* **Aim of the task**: Count the lines in the material below that contain the string "white", matching case exactly, and reply with only that number.

* **Data extract**:
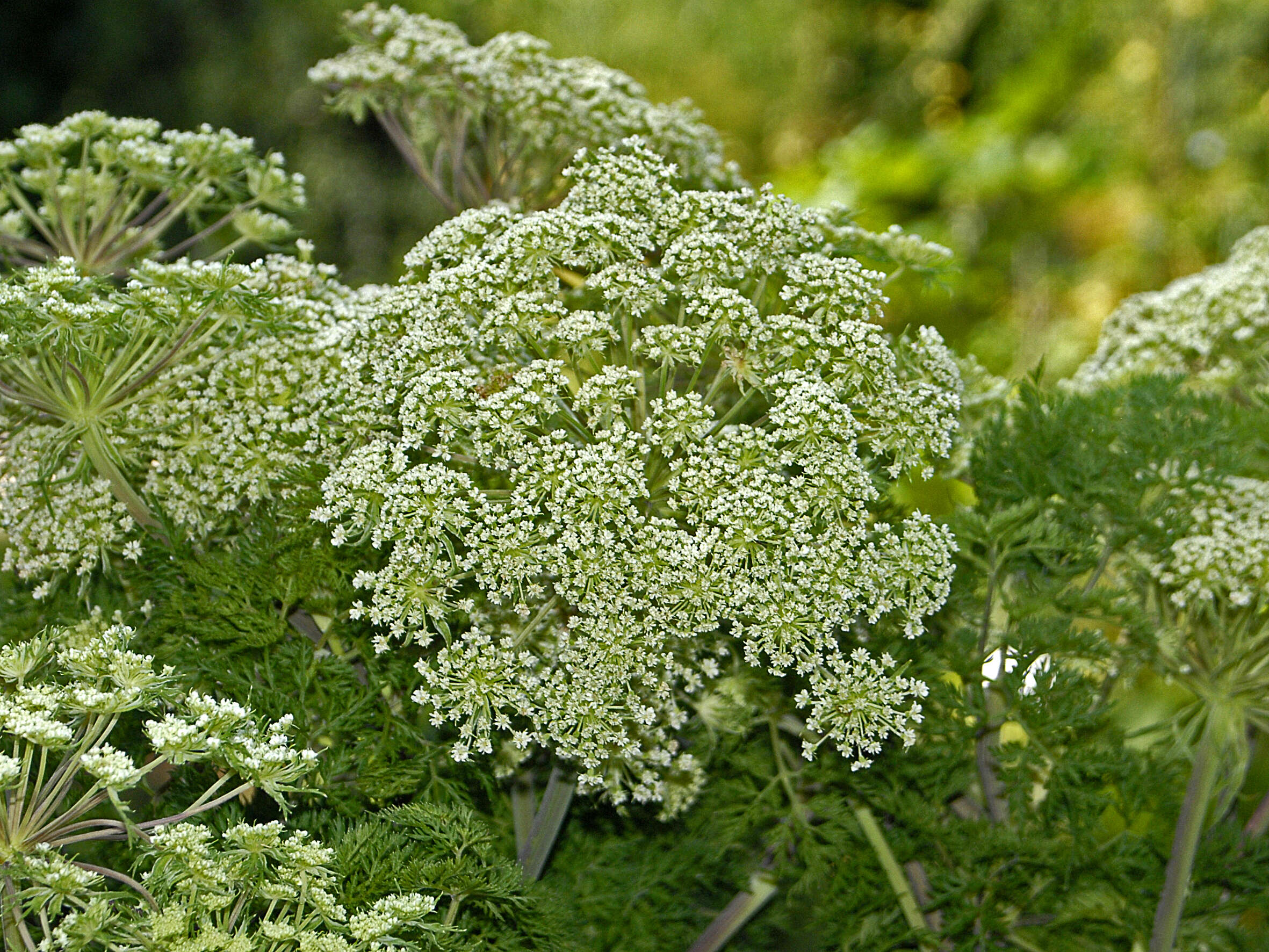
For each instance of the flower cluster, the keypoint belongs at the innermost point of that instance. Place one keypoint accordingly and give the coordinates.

==

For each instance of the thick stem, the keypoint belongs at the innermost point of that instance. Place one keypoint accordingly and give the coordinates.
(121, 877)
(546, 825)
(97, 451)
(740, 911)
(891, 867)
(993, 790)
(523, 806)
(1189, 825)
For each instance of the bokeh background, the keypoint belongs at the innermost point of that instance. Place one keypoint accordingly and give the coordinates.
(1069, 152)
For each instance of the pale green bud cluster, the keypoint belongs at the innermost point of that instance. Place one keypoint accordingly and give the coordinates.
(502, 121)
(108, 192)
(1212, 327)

==

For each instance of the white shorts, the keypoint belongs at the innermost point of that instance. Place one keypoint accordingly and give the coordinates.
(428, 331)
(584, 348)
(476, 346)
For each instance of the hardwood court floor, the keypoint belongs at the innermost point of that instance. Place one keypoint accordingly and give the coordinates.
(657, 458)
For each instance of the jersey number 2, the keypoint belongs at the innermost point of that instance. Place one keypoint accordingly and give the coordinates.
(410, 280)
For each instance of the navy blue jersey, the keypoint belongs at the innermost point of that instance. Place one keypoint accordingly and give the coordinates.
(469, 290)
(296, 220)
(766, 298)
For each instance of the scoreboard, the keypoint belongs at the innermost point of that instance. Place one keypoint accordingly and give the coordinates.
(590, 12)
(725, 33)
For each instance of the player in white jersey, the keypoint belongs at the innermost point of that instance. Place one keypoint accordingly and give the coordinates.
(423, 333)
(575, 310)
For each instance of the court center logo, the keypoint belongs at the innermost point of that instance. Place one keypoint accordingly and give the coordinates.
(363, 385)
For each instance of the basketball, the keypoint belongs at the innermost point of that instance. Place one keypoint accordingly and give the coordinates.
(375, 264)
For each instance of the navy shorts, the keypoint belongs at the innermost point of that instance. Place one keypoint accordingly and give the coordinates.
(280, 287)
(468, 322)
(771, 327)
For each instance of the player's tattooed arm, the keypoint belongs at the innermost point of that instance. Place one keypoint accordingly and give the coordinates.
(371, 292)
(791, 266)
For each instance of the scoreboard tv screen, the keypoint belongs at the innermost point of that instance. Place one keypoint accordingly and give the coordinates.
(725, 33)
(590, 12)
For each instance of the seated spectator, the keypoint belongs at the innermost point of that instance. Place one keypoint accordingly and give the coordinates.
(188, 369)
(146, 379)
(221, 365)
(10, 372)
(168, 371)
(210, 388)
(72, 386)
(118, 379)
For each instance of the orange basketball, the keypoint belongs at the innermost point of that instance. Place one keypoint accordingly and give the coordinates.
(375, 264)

* **Expected answer**: 2